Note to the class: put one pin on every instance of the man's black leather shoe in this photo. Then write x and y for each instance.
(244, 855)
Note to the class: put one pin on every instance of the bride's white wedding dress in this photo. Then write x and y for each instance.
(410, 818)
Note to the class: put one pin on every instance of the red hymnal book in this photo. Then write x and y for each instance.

» STATED PROBLEM: Place every line of the items above into a JSON list of strings, with one string per line and any blank lines omitted.

» PROBLEM SOLUTION:
[
  "Note to the class: put one pin on every instance of the man's black leather shoe in this photo. Then write x and y for each instance.",
  "(244, 855)",
  "Note to the class: put one pin on every instance of the bride's white wedding dress in this photo. Then write x and y for each instance.",
  "(410, 818)",
  "Note to the class: put one pin on every instance of the red hymnal book in this photo. Then write x and y for each instance."
]